# Task
In the data that follows, every line containing the word "leaf" should be returned.

# Extracted material
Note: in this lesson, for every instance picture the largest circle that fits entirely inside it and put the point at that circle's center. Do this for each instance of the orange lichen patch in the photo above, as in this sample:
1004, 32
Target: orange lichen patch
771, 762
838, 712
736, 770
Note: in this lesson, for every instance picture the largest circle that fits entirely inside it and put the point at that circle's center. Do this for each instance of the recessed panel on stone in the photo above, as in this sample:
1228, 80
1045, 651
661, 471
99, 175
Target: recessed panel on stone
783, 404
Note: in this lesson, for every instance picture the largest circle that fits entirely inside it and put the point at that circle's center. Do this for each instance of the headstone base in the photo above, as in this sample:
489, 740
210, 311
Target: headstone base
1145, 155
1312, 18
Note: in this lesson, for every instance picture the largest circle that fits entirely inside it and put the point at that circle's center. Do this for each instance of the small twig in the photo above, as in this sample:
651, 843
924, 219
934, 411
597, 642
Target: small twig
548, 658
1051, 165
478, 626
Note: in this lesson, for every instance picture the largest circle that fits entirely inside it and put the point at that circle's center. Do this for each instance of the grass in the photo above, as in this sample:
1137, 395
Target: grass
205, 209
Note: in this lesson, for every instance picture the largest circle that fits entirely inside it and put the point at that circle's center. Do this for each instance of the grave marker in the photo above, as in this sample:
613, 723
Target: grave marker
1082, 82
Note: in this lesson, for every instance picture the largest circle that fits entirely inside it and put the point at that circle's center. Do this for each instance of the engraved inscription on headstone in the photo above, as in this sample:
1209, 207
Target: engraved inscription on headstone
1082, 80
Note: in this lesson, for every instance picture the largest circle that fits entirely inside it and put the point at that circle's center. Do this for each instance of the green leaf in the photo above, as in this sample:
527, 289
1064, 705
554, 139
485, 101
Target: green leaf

# Answer section
Note: in this lesson, for every instance picture the largest circle that fits entirely inside it and put the point at that circle's center. Do this for each instance of the green leaf in the photo above, as in this sample:
Target: green leaf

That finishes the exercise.